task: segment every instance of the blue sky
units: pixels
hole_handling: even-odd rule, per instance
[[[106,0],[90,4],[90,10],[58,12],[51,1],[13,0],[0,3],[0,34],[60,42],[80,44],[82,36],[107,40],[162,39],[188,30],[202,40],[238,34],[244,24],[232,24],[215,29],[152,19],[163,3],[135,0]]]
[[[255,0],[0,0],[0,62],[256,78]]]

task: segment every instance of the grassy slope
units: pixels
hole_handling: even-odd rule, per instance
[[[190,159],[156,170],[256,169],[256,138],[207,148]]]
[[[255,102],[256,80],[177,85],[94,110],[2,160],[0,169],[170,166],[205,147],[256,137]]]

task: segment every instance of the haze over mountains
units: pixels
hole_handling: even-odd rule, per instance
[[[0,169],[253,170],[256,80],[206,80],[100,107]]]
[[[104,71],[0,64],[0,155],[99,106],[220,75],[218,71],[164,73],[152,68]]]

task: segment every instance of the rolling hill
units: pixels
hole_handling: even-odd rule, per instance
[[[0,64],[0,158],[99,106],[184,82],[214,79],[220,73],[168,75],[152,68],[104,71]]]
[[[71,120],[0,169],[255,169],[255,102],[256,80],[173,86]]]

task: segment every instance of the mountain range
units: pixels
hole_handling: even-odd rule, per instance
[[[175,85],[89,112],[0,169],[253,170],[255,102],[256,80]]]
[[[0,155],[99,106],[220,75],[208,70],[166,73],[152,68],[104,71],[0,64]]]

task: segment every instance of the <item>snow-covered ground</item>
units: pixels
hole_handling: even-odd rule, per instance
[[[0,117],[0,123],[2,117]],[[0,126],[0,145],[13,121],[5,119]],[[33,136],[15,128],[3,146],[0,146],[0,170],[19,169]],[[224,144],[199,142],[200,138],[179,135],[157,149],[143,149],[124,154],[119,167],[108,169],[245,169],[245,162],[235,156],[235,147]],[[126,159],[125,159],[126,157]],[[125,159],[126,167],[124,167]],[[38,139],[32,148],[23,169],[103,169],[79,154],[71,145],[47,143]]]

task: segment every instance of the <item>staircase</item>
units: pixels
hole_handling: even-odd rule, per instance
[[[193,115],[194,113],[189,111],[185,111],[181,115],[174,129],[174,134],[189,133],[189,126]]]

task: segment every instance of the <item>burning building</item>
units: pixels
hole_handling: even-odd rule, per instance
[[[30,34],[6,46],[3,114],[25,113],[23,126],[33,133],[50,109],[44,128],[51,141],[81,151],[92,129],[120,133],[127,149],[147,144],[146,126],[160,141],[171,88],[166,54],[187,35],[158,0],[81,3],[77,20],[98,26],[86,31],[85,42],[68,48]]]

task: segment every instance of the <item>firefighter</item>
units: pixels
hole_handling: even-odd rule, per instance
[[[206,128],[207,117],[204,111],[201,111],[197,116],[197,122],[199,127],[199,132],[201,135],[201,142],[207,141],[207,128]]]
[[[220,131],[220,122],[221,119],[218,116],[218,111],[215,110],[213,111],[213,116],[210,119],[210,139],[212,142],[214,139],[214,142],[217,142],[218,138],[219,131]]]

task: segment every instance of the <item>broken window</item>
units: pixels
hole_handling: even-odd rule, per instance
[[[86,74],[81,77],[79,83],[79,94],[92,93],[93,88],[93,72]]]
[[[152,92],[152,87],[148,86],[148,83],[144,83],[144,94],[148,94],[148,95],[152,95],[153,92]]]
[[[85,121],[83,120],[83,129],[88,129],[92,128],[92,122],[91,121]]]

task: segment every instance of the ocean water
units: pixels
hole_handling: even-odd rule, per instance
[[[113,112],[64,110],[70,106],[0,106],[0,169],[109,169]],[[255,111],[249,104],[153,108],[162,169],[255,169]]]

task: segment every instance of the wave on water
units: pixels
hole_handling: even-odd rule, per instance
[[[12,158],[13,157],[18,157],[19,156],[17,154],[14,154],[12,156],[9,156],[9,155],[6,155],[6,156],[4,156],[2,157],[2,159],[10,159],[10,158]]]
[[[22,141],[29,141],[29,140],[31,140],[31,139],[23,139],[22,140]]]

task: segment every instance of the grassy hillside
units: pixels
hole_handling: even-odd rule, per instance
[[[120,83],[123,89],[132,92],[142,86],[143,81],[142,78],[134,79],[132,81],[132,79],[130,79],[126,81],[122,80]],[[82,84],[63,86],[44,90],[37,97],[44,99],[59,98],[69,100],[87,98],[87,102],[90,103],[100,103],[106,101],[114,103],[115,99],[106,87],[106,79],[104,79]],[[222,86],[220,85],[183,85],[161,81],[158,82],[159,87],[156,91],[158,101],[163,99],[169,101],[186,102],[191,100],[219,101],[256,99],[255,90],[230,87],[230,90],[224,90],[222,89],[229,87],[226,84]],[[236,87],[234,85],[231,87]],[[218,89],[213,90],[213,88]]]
****
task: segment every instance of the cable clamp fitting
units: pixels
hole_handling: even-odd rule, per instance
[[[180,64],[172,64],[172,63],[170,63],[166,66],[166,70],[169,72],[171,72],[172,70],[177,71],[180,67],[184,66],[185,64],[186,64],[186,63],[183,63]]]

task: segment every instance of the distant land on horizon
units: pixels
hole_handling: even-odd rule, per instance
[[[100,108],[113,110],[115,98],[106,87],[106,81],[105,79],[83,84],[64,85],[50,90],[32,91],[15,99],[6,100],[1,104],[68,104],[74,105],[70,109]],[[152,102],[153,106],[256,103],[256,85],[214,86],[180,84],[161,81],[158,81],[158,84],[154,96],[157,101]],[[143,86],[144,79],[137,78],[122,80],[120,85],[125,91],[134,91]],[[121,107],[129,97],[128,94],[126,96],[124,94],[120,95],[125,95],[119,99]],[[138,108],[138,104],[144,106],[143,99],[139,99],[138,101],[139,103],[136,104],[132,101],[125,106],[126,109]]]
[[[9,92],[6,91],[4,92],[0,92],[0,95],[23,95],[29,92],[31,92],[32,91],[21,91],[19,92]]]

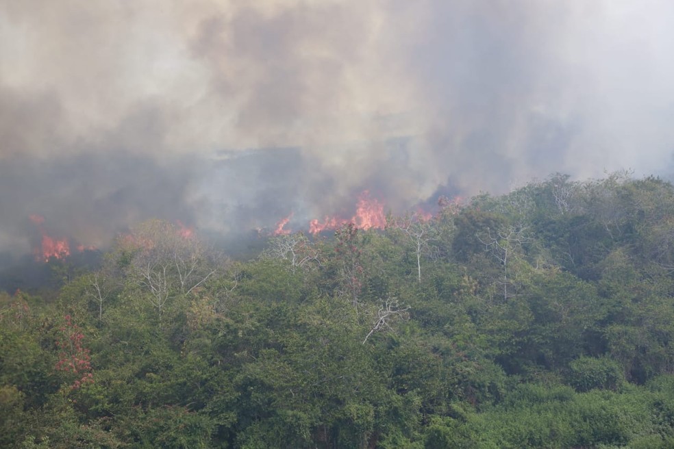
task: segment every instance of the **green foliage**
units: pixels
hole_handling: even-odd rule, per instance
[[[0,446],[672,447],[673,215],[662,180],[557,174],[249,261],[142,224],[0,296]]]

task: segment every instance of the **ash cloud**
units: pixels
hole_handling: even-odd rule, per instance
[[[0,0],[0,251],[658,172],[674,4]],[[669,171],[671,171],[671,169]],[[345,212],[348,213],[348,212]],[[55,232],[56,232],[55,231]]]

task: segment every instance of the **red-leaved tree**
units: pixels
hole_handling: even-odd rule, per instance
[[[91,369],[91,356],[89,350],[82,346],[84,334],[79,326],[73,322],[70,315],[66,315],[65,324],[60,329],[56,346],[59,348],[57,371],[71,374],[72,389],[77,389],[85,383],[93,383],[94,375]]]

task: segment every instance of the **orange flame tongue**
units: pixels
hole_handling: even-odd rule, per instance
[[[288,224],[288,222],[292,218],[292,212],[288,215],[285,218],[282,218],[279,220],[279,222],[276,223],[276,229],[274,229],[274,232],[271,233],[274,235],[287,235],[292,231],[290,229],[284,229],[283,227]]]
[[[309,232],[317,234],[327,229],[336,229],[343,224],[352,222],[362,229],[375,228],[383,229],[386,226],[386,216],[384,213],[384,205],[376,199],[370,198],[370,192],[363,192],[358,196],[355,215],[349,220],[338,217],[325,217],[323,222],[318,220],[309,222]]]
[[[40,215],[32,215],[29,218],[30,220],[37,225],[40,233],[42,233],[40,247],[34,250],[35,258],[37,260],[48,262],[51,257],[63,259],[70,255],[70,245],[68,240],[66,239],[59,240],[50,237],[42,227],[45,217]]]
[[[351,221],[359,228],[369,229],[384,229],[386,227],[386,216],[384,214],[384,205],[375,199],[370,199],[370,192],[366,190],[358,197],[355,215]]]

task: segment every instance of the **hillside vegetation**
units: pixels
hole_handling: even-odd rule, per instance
****
* **EXERCISE**:
Please print the part of the data above that opens with the line containing "task: segment every instance of the blue sky" and closes with the line containing "[[[255,0],[0,0],[0,62],[256,78]]]", both lines included, without any changes.

* **THE SOLUTION**:
task: segment every instance of the blue sky
units: pixels
hole_handling: even-odd rule, per instance
[[[106,0],[90,4],[90,10],[58,12],[51,1],[13,0],[0,3],[0,34],[60,42],[80,44],[82,36],[107,40],[162,39],[188,30],[202,40],[238,34],[244,24],[232,24],[215,29],[152,19],[163,3],[135,0]]]
[[[255,0],[0,0],[0,62],[256,78]]]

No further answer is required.